TEXT SEGMENT

━━━━━━━━━━━━━━━━━━━━

POTENTIAL FUTURE SCENARIOS
Could we get to the equivalent of an LLM, which has been trained on loads of BIM models, loads of detailed floorplans and can automatically produce a building design? Without being directly trained on the local regs, space standards? I think we could probably get some way, if you look at organisations like some of the big architects practices have huge amounts of data to train models on, to ask it to find and replicate patterns of architecturally and structurally sound buildings but for now the more narrow, more precisely trained approach is coming up with good results.
BUT SHOULD WE BE REPLICATING HE DESIGNS WE’VE BEEN BUILDING TO IN THE LAST 20 YEARS?
Another very skeptical point, risk exposing myself to the wrath of my fellow developer friends which is that simply put, I’m not sure we should be replicating the designs and layouts of some of the buildings that have been built over the last 20/30 years. If the buildings that we have the most technically detailed plans for are the ones which have been built relatively recently then if we only train models on those designs, we will continue to replicate them. For me I’m more interested in the buildings that have been around for centuries, the Victorian terraces that have been able to adapt to changing family needs across the decades, or the warehouse office conversions that people love. The proportions of a mansion block or the ceiling heights of a Georgian terraced house. I’m more interested in understanding the spatial patterns here and replicating those.
So in short LLMs are a specific type of AI, it’s very text based, very image based, there are not designed to ingest 3D, spatial, technical data, where accurate dimensions are vital.
HOW CAN LLMS HELP?

━━━━━━━━━━━━━━━━━━━━

EXTRACTED DATA
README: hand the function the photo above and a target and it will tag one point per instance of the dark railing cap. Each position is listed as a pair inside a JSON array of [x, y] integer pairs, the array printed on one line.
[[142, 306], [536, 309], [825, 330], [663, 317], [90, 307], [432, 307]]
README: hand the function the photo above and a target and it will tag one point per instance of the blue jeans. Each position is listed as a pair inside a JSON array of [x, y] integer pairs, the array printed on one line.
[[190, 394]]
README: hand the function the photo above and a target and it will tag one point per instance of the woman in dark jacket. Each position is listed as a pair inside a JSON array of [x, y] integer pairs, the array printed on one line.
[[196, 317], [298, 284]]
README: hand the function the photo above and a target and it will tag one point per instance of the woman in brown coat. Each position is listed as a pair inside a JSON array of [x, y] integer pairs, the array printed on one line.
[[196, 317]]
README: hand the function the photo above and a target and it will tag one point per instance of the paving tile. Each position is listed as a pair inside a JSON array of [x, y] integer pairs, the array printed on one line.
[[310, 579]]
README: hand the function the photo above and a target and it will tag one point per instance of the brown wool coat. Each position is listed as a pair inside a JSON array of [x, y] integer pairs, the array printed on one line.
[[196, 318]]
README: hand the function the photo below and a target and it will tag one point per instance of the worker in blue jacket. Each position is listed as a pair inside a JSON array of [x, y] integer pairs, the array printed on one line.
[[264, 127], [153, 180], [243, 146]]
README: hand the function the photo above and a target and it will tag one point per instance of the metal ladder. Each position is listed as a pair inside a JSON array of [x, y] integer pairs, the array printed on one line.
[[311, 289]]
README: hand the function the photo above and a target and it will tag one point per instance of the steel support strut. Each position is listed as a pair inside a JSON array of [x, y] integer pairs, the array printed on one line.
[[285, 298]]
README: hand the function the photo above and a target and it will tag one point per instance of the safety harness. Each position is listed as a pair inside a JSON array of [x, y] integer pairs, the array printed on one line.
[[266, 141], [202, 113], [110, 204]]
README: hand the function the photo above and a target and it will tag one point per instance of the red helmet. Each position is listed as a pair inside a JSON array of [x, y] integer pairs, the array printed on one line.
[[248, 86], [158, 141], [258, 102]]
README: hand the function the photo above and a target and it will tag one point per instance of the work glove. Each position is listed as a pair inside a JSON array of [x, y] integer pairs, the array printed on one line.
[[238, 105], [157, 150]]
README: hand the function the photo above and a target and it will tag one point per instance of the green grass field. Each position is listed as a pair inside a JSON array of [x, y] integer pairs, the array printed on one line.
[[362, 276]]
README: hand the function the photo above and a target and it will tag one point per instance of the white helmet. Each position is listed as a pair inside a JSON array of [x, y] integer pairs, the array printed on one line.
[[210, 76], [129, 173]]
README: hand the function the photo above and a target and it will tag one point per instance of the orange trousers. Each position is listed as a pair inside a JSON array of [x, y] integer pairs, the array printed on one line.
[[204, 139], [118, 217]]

━━━━━━━━━━━━━━━━━━━━

WHAT THIS TASK INVOLVES
Reproduce the entire text above about training AI models on building designs, word for word and including its headings.

RESULT OF THIS EXERCISE
POTENTIAL FUTURE SCENARIOS
Could we get to the equivalent of an LLM, which has been trained on loads of BIM models, loads of detailed floorplans and can automatically produce a building design? Without being directly trained on the local regs, space standards? I think we could probably get some way, if you look at organisations like some of the big architects practices have huge amounts of data to train models on, to ask it to find and replicate patterns of architecturally and structurally sound buildings but for now the more narrow, more precisely trained approach is coming up with good results.
BUT SHOULD WE BE REPLICATING HE DESIGNS WE’VE BEEN BUILDING TO IN THE LAST 20 YEARS?
Another very skeptical point, risk exposing myself to the wrath of my fellow developer friends which is that simply put, I’m not sure we should be replicating the designs and layouts of some of the buildings that have been built over the last 20/30 years. If the buildings that we have the most technically detailed plans for are the ones which have been built relatively recently then if we only train models on those designs, we will continue to replicate them. For me I’m more interested in the buildings that have been around for centuries, the Victorian terraces that have been able to adapt to changing family needs across the decades, or the warehouse office conversions that people love. The proportions of a mansion block or the ceiling heights of a Georgian terraced house. I’m more interested in understanding the spatial patterns here and replicating those.
So in short LLMs are a specific type of AI, it’s very text based, very image based, there are not designed to ingest 3D, spatial, technical data, where accurate dimensions are vital.
HOW CAN LLMS HELP?